== What is needed ==
Write out every item below verbatim, preserving each character and line break.

== Listed entries ==

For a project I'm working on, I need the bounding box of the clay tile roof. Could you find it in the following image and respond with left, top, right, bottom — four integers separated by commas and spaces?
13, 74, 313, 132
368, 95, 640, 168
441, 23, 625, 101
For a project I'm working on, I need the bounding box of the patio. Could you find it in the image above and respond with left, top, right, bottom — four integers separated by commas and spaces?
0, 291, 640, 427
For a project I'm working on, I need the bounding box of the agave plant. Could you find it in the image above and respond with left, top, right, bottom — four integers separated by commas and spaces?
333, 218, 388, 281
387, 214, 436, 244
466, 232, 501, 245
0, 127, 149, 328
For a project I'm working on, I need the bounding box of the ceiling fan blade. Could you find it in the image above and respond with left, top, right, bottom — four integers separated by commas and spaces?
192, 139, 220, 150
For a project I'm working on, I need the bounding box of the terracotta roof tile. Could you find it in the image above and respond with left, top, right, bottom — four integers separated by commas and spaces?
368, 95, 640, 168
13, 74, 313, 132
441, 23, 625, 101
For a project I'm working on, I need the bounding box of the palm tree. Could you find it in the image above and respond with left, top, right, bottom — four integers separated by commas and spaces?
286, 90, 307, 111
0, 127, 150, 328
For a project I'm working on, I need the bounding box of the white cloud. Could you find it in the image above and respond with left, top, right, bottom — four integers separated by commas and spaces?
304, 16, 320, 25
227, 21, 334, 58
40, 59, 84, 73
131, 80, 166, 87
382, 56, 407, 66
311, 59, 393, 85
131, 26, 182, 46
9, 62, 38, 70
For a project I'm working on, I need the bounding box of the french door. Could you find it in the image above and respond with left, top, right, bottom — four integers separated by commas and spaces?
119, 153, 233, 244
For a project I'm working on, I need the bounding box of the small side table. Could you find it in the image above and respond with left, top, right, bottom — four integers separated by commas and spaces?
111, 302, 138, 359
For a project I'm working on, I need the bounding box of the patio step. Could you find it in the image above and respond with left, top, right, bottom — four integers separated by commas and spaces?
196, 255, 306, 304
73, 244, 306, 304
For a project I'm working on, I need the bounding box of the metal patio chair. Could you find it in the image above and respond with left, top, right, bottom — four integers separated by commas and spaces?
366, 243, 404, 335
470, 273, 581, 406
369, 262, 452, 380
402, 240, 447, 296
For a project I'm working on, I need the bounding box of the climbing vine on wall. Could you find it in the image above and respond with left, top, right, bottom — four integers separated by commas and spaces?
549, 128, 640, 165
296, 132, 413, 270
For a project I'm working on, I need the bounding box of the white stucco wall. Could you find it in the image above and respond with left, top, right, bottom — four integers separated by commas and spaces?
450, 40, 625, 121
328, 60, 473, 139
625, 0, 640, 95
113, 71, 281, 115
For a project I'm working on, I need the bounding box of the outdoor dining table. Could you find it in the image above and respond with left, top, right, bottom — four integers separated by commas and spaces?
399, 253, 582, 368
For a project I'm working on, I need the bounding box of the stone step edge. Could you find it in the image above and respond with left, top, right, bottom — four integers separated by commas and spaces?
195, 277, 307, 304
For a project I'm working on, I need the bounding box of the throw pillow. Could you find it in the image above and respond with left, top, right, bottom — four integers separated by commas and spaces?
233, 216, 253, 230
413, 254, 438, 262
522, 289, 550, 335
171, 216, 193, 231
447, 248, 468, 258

== Answer for the task ==
For a project I'm working on, I need the bounding box of the clay tile roof. Could you find it in the following image and respond with left, top, right, bottom — four integers separated by commas and spaces?
13, 74, 313, 132
368, 95, 640, 168
441, 23, 625, 101
For a project I'm working on, I need the bounding box of the patio. Could you find it in the image above and respond with left, top, right, bottom — four integers separated by commas and spaces?
0, 291, 640, 427
For a project I'm working on, I need the bounding box of the agave plant. Could you find it in the image above and respond with left, top, right, bottom — four integers separated by commas and spaces?
333, 218, 388, 281
387, 214, 436, 244
466, 232, 501, 245
0, 127, 149, 328
For a project I'm working on, I need the bounding box of the ceiling fan blade. Could you find it in the image above and respond with left, top, right, bottom — four integers separated by commas and spaces?
192, 139, 220, 150
For a project I'm working on, I need the bounding box of the terracotta roof tile. Could you find it in the image above and respond with left, top, right, bottom — four integers separated by commas and spaces?
368, 95, 640, 168
13, 74, 313, 132
441, 23, 625, 101
For a project I'm working on, I need the bounding box of the palm tree. Could you find it in the image above and respond with left, top, right, bottom — four integers separated by commas and spaces?
286, 90, 307, 111
0, 127, 150, 328
For a project I'm working on, I need the bounding box of the white cloud. Could you find it in the image above and respond with left, top, right, bottom — four integers separated by commas and spaces?
304, 16, 320, 25
227, 21, 334, 58
40, 59, 84, 73
131, 80, 166, 87
382, 56, 407, 66
311, 59, 393, 85
131, 26, 182, 46
9, 62, 38, 70
For a project I'm working on, I need the bounding box of the french door. Could you find it in the image above and respond with left, top, right, bottom — four integers separated by commas and spaces?
119, 153, 233, 244
For a project I'm working on, I need the bounding box of the small side table. Could you find it in the image above and respond with left, top, right, bottom — four integers separated by commas and spaces?
111, 302, 138, 359
For a project I'm working on, I need the bounding box of the patio step. Could you find it in the image above and respond with left, top, right, bottom — four integers separated by commas and spaces?
196, 255, 306, 304
73, 244, 306, 304
For a project I'm working on, I need the bounding box of the metal patio chair. Could you find it in the image above and respond with left, top, right, bottom — four integers separated by commas and spaces?
366, 243, 404, 335
470, 273, 581, 406
369, 262, 452, 380
402, 240, 447, 296
For a project I'm working on, I need the bounding box of the climbing vine on wall. Could you find it in the image above and respond with left, top, right, bottom — four integers separated by commas and spaces?
549, 128, 640, 165
296, 132, 413, 270
For a project I'm working on, I need the bounding box of the white stucco wall. Could you find it in the image above and respond with left, top, right, bottom — four integers separated by commas and spaces?
450, 40, 625, 121
328, 60, 473, 139
625, 0, 640, 95
113, 71, 281, 115
For a project I'm working on, I need the bounding box of the outdoor dining table. Could you find it in the image above and respond with left, top, right, bottom — four integers separated by commas and spaces?
399, 253, 582, 368
For a project I'm working on, I need the bounding box of the stone step edge. Could you find it in the image above and respond with left, top, right, bottom — four integers separated by commas and spaces?
195, 277, 307, 304
For a project I'm working on, I need the bounding box of the throw pillow. Could you find it in the image above and respond with left, top, right, bottom — four integers separated by commas and spaces?
233, 216, 253, 230
413, 254, 438, 262
522, 289, 550, 335
171, 216, 193, 231
447, 248, 468, 258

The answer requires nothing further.